▶ EXCERPT:
# # #

Flan Mexicano – Traditional Mexican Flan

The first time I ever saw flan was on an episode of Ugly Betty, the colorful show with so much flair it makes you want to be part Mexican. Her father spent about fifty percent of his time in the kitchen, constantly cooking for the family and flan was something he’d offer when things weren’t going so great.

Today’s flan in the traditional sense is different from the origins of this Roman dish and it prompts me to ask the question, what do I consider traditional when making a foreign dish?

There are countless flan recipes that have sweetened condensed milk in them which is common place in most Mexican kitchens, however, Mexico also has one of the highest obesity rates on the planet so I don’t love the idea of using an ingredient that wasn’t traditionally found and has a large amount of sugar in it.

This is why the recipe used below does not include this ingredient and is closer to the traditional thing that what might me made in a typical Mexican kitchen. Which means Betty’s dad might not even make it this way, but the classic stays that way here with simple ingredients that you likely already have in your fridge and pantry.

# # #

▶ PROBLEM 1:
Extract from the flan passage the portion starting at "The first time" and ending at "a foreign dish?", reproducing it word for word.
▶ PROBLEM 2:
Put into a numbered list the lines of the records starting at the line that contains "The output for" and ending at the line that contains "negative clicks: (71, 73)", leaving out any blank lines.

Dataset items
# # #

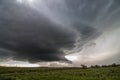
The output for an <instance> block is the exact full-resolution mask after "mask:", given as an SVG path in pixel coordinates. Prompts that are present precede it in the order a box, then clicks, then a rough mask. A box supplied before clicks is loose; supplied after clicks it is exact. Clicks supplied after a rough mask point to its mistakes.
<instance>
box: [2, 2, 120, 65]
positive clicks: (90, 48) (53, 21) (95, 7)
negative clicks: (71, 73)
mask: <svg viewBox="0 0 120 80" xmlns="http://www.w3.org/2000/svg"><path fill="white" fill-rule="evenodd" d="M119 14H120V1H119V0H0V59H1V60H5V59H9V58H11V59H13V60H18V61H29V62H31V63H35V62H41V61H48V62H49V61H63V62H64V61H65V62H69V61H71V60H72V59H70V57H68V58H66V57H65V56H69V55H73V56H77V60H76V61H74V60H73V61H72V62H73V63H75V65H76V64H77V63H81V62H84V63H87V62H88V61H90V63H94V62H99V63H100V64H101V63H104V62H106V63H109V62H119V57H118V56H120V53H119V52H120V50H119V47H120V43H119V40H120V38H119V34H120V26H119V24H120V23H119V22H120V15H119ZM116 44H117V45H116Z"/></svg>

# # #

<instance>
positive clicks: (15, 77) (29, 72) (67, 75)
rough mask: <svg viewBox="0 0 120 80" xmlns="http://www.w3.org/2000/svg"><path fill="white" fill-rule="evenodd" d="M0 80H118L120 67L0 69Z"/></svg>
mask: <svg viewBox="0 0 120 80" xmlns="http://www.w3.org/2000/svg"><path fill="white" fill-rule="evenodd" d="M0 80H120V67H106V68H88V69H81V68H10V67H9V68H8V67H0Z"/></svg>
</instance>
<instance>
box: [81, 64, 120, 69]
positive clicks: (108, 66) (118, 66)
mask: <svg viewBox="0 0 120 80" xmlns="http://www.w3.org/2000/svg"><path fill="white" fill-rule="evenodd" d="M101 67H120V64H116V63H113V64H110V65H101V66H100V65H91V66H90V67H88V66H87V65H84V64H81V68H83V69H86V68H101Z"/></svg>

# # #

▶ FINAL ANSWER 1:
The first time I ever saw flan was on an episode of Ugly Betty, the colorful show with so much flair it makes you want to be part Mexican. Her father spent about fifty percent of his time in the kitchen, constantly cooking for the family and flan was something he’d offer when things weren’t going so great.

Today’s flan in the traditional sense is different from the origins of this Roman dish and it prompts me to ask the question, what do I consider traditional when making a foreign dish?

▶ FINAL ANSWER 2:
1. The output for an <instance> block is the exact full-resolution mask after "mask:", given as an SVG path in pixel coordinates. Prompts that are present precede it in the order a box, then clicks, then a rough mask. A box supplied before clicks is loose; supplied after clicks it is exact. Clicks supplied after a rough mask point to its mistakes.
2. <instance>
3. box: [2, 2, 120, 65]
4. positive clicks: (90, 48) (53, 21) (95, 7)
5. negative clicks: (71, 73)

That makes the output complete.